__The task__.
Return each line of the listing that follows in which the string "brown" can be found.
[[ Data, beginning ]]
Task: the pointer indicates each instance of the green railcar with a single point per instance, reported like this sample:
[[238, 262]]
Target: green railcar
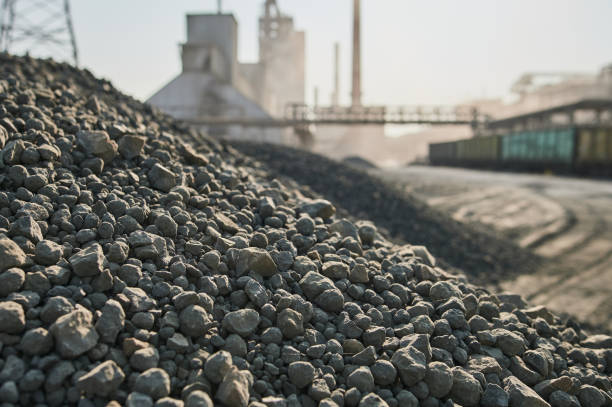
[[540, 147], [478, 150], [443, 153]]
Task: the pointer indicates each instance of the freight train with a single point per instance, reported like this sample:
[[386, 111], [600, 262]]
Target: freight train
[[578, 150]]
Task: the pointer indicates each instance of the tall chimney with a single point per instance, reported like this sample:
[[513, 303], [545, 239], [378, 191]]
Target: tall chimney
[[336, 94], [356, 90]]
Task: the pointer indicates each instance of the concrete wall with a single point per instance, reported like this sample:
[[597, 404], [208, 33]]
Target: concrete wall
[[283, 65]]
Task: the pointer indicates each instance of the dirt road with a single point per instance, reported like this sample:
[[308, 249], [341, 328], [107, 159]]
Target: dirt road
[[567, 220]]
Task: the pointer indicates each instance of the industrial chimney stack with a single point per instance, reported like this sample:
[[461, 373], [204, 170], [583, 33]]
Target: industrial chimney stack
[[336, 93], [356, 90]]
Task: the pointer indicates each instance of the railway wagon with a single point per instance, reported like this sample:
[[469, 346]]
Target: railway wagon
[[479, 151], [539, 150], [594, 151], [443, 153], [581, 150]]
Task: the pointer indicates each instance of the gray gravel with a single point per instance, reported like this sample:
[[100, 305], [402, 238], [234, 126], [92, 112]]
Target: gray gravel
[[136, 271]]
[[ Data, end ]]
[[ Data, beginning ]]
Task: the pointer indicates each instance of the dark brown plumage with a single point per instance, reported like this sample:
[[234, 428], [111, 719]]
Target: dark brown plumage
[[ Data, end ]]
__Response to this exercise__.
Task: the pointer indicates each instance of the dark brown plumage with a single point per instance, reported like this sample:
Target: dark brown plumage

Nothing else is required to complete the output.